■ **YOUR GOAL**: Output, word for word, each line from the one with "718 256 L 672" through the end of the listing below, excluding every picture.

■ **EXTRACTED INFORMATION**:
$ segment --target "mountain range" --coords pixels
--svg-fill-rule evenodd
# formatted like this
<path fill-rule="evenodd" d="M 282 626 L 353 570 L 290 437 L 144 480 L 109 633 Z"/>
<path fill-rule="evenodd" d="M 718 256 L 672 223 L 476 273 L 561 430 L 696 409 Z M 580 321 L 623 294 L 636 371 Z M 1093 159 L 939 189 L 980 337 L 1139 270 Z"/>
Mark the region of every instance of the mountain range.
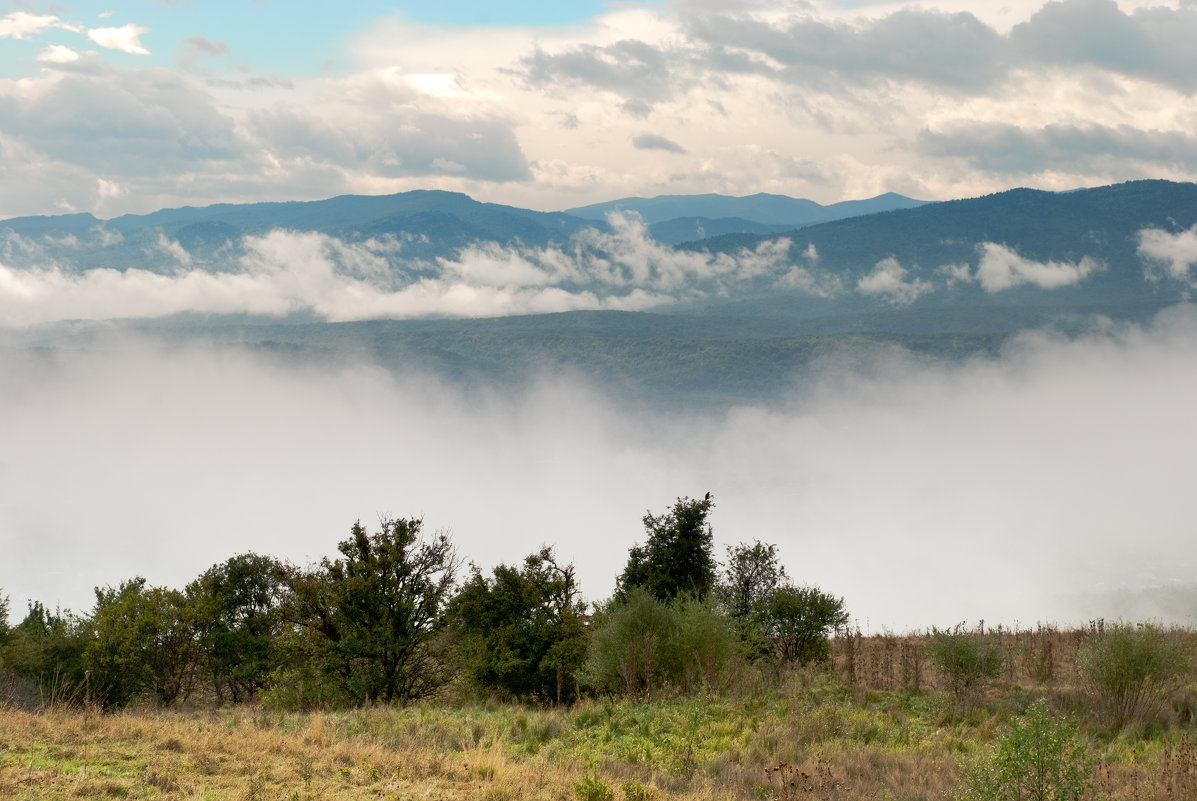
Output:
<path fill-rule="evenodd" d="M 799 210 L 862 213 L 825 222 L 776 216 Z M 612 211 L 635 212 L 643 227 L 596 219 Z M 746 222 L 677 246 L 653 233 L 669 225 L 714 233 L 712 220 L 736 219 Z M 26 217 L 0 222 L 0 265 L 53 264 L 79 276 L 100 267 L 236 273 L 248 269 L 241 260 L 252 238 L 280 229 L 375 243 L 363 252 L 385 275 L 349 275 L 356 268 L 340 264 L 347 275 L 329 280 L 354 281 L 354 297 L 368 290 L 379 308 L 413 287 L 536 302 L 481 316 L 416 305 L 399 316 L 422 319 L 330 322 L 299 307 L 281 316 L 142 315 L 119 325 L 302 358 L 365 352 L 397 371 L 416 365 L 464 381 L 520 380 L 554 365 L 670 403 L 721 405 L 784 393 L 804 366 L 831 353 L 898 346 L 959 358 L 996 352 L 1030 328 L 1144 321 L 1187 301 L 1197 280 L 1197 185 L 1168 181 L 937 203 L 886 195 L 829 207 L 705 195 L 537 212 L 429 191 L 111 220 Z M 90 340 L 112 325 L 43 326 L 23 341 Z"/>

■ **ANSWER BELOW**:
<path fill-rule="evenodd" d="M 718 256 L 672 223 L 476 273 L 561 430 L 696 409 Z M 580 321 L 623 294 L 636 371 Z M 1093 159 L 939 189 L 980 337 L 1139 270 Z"/>
Mark the region of every instance of the mountain range.
Output:
<path fill-rule="evenodd" d="M 799 210 L 862 213 L 825 222 L 776 216 Z M 612 211 L 635 212 L 643 227 L 596 219 Z M 746 222 L 677 246 L 653 233 L 669 225 L 714 233 L 712 220 L 736 219 Z M 26 217 L 0 222 L 0 265 L 53 264 L 79 276 L 100 267 L 236 273 L 248 269 L 241 260 L 252 238 L 280 229 L 375 243 L 363 252 L 385 275 L 349 275 L 356 268 L 340 264 L 347 275 L 329 280 L 354 281 L 354 297 L 368 290 L 379 308 L 413 287 L 536 302 L 481 316 L 416 305 L 399 316 L 422 319 L 330 322 L 299 307 L 281 316 L 142 315 L 119 325 L 302 358 L 365 352 L 397 371 L 416 365 L 464 381 L 520 380 L 554 365 L 670 403 L 721 405 L 784 393 L 804 366 L 831 353 L 898 346 L 959 358 L 996 352 L 1030 328 L 1144 321 L 1187 301 L 1197 280 L 1197 185 L 1168 181 L 937 203 L 886 195 L 829 207 L 705 195 L 537 212 L 429 191 L 111 220 Z M 90 340 L 112 325 L 43 326 L 23 341 Z"/>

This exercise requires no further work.